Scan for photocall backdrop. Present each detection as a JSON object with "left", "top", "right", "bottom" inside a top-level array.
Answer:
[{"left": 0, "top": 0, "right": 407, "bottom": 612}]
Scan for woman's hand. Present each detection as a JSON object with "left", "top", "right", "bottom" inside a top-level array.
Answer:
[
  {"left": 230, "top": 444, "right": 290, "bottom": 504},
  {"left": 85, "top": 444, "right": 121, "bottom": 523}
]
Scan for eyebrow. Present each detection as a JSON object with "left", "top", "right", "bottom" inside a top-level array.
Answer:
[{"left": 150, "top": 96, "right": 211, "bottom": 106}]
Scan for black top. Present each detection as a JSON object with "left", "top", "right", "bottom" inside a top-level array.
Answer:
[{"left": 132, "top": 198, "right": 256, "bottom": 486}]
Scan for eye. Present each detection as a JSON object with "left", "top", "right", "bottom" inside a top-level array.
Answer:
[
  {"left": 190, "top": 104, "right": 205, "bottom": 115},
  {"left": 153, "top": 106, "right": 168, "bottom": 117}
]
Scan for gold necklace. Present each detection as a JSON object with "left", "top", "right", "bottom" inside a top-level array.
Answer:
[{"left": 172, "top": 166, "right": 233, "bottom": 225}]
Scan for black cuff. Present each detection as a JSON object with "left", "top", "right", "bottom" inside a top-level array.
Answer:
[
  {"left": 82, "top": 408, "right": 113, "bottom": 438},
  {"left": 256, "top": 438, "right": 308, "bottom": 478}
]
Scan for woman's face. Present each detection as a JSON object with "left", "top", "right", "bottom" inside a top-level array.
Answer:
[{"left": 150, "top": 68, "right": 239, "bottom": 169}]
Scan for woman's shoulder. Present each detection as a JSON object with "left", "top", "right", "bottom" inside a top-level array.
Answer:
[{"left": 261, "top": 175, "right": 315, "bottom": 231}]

------------------------------------------------------------------------

**YOUR INSTRUCTIONS:** Copy the listing above line for line, with no changes.

**THE RESULT:**
Scan for photocall backdrop. Present each detection as a JSON object with "left", "top", "right", "bottom" inside a top-level array.
Answer:
[{"left": 0, "top": 0, "right": 407, "bottom": 612}]
Scan for woman's hand. Present each detection as a JSON object with "left", "top", "right", "bottom" inside a top-level array.
Answer:
[
  {"left": 230, "top": 444, "right": 290, "bottom": 504},
  {"left": 85, "top": 444, "right": 121, "bottom": 523}
]
Scan for eyebrow. Present each detection as a JSON object with "left", "top", "right", "bottom" inside a top-level array.
Answer:
[{"left": 150, "top": 96, "right": 211, "bottom": 106}]
Scan for black top. Present each detection as a JSON object with "left", "top", "right", "bottom" inside a top-level array.
Answer:
[{"left": 132, "top": 198, "right": 256, "bottom": 486}]
Scan for eye. Present each detection as a JSON object with "left", "top", "right", "bottom" inside a top-level array.
Answer:
[
  {"left": 190, "top": 104, "right": 205, "bottom": 115},
  {"left": 153, "top": 106, "right": 168, "bottom": 117}
]
Scan for gold necklace. Present each detection as a JSON object with "left", "top", "right", "bottom" inside a top-level array.
Answer:
[{"left": 172, "top": 166, "right": 233, "bottom": 225}]
Scan for black cuff. Present each detection as a JSON object with "left", "top", "right", "bottom" inside a top-level array.
Answer:
[
  {"left": 82, "top": 408, "right": 113, "bottom": 438},
  {"left": 256, "top": 438, "right": 308, "bottom": 478}
]
Scan for woman's face. Present each detection as a JSON object with "left", "top", "right", "bottom" inside a top-level array.
Answer:
[{"left": 150, "top": 68, "right": 239, "bottom": 169}]
Scan for woman's shoulder. Present each detection as a JSON object with "left", "top", "right", "bottom" inside a top-level array.
Answer:
[{"left": 261, "top": 175, "right": 315, "bottom": 231}]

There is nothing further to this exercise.